▶ [Excerpt]
§ §

4 min read

Simple for the Cameras

Some PTA Thoughts Spinning Off "Friend of a Friend"
Simple for the Cameras

Good morning (for me), or afternoon/evening/night (I don’t know your life), and a very happy New PTA Stuff Day to all who celebrate!

I’ve been doing what I can only describe as writing wind sprints recently as I move towards finishing the delivery draft of my Bob Dylan book. I’ve let various potential newsletter topics come and go in the past few weeks—there were the finales for The Curse, For All Mankind, and Fargo, which I wrote about 66.66% of a post about; there were some new Bluey episodes dumped on Disney+, which I wrote about .01% of a post about. But nothing has felt urgent enough to make me DEAN (Drop Everything And Newsletter). Until this morning, when I noticed that overnight, Paul Thomas Anderson dropped another music video for the Smile.

Back in November, Anderson directed the video for “Wall of Eyes,” the first single off the new Thom Yorke/Jonny Greenwood project. It was a lush and visually inventive video that I had a lot of fun dissecting. Well, now Anderson has delivered a video for the new Smile single “Friend of a Friend,” and it initially seems far lower concept than “Wall of Eyes.” Here, I can describe it in a sentence: the Smile performs “Friend of a Friend” for a gym full of little kids. That’s the video. Simple. Too simple for a newsletter?

[clears throat, taps papers on desk, gets settled]

In 2016, Paul Thomas Anderson directed his first HAIM video, the three-song suite “Valentine,” and it begins with Anderson’s voice: “Simple for the cameras, complicated for the girls.” That tends to be his ethos in his videos: keep it simple, keep out of the way, let the artists do their work. It’s the approach he took in another couple of videos for Greenwood and Yorke, both of which I really like: the “Jonny Thom & a CR78” videos. In both videos, the musicians just sit there playing the song, but Anderson’s simplicity serves the lyrical and musical density—he allows us to linger with these complicated performances. There’s some cutting in the videos, the first being “Present Tense”:

But the other video, “The Numbers”, opens with a slow, two-minute dolly push, and I really like how Anderson leaves the dolly track visible in the bottom of the frame. He doesn’t mind letting you see how this thing is being created. No illusions. Simple for us, so we can watch them be complicated.

There’s also Junun, Anderson’s documentary for the Greenwood/Shye Ben Tzur/Rajasthan Express album of the same name. That film is shot almost entirely at Mehrangarh Fort in Rajasthan, India, and it’s a really fascinating object—the usually formally meticulous Anderson is forced to keep it as simple as possible, using consumer-grade camcorders to find his images on the fly, reframe when the notion strikes him, and get distracted by birds as often as he wants. It’s a work of striking naturalism from a guy whose movies are often so controlled they’ve been called Kubrickian.

§ §

▶ [Dataset]
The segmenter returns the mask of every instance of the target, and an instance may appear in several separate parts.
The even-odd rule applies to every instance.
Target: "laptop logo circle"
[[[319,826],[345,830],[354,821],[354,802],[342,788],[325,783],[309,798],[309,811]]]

§ §

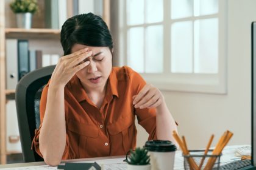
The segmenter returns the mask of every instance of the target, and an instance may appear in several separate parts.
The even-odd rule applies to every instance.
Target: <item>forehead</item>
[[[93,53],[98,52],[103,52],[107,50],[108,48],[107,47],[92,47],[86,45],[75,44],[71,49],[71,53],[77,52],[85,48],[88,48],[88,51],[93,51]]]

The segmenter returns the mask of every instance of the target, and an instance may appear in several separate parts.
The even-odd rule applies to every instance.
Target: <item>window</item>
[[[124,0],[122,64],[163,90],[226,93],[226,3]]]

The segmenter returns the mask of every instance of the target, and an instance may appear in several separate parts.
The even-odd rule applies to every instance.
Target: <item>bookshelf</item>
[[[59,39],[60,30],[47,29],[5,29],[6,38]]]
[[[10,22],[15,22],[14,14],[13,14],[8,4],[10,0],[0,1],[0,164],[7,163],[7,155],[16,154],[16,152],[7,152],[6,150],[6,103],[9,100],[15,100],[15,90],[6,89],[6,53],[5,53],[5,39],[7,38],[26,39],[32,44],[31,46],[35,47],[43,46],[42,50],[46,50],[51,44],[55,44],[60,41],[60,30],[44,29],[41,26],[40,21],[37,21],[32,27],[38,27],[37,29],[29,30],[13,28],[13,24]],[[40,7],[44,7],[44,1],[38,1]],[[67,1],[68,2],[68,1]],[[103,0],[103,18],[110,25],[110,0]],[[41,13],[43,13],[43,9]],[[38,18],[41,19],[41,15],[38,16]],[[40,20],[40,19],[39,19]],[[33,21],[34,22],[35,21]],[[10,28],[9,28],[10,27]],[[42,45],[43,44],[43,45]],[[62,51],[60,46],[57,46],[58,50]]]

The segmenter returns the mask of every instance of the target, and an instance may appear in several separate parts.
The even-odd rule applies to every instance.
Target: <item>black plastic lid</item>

§ §

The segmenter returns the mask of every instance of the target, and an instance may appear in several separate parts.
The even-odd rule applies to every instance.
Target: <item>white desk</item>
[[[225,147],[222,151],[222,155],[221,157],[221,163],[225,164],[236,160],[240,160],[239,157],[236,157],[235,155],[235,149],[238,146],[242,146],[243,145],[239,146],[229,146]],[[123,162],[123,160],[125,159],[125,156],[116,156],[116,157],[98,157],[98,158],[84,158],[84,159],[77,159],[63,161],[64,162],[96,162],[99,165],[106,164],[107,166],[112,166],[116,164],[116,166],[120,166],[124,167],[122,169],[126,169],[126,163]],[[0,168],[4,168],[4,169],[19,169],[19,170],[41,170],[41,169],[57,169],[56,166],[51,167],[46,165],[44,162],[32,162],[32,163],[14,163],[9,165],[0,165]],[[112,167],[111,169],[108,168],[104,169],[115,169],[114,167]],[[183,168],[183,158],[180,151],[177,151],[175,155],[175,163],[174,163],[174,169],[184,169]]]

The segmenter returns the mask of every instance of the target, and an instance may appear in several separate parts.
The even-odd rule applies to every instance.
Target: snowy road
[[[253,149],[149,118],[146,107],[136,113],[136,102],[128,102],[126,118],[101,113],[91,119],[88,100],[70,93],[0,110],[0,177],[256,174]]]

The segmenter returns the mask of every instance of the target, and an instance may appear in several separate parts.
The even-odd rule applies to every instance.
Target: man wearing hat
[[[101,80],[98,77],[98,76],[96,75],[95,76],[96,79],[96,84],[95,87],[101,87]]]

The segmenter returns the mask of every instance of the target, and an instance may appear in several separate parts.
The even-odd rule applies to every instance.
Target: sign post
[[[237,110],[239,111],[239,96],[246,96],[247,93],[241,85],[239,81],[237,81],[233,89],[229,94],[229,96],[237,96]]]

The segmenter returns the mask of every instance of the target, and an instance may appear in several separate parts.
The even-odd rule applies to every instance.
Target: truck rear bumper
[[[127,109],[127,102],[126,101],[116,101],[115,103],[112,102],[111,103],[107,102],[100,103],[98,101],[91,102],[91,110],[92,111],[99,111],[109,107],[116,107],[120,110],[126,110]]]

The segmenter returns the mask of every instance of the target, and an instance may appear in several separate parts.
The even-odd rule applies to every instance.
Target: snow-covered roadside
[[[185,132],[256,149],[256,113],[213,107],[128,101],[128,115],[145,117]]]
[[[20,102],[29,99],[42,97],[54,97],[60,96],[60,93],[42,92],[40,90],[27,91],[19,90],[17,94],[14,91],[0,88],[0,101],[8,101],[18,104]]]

§ §

▶ [Set task]
Reproduce the portion of the newsletter post on Paul Thomas Anderson's music videos that starts at the words "But the other" and stops after the words "been called Kubrickian.". Nothing in the records is needed here.

▶ [Output for this exercise]
But the other video, “The Numbers”, opens with a slow, two-minute dolly push, and I really like how Anderson leaves the dolly track visible in the bottom of the frame. He doesn’t mind letting you see how this thing is being created. No illusions. Simple for us, so we can watch them be complicated.

There’s also Junun, Anderson’s documentary for the Greenwood/Shye Ben Tzur/Rajasthan Express album of the same name. That film is shot almost entirely at Mehrangarh Fort in Rajasthan, India, and it’s a really fascinating object—the usually formally meticulous Anderson is forced to keep it as simple as possible, using consumer-grade camcorders to find his images on the fly, reframe when the notion strikes him, and get distracted by birds as often as he wants. It’s a work of striking naturalism from a guy whose movies are often so controlled they’ve been called Kubrickian.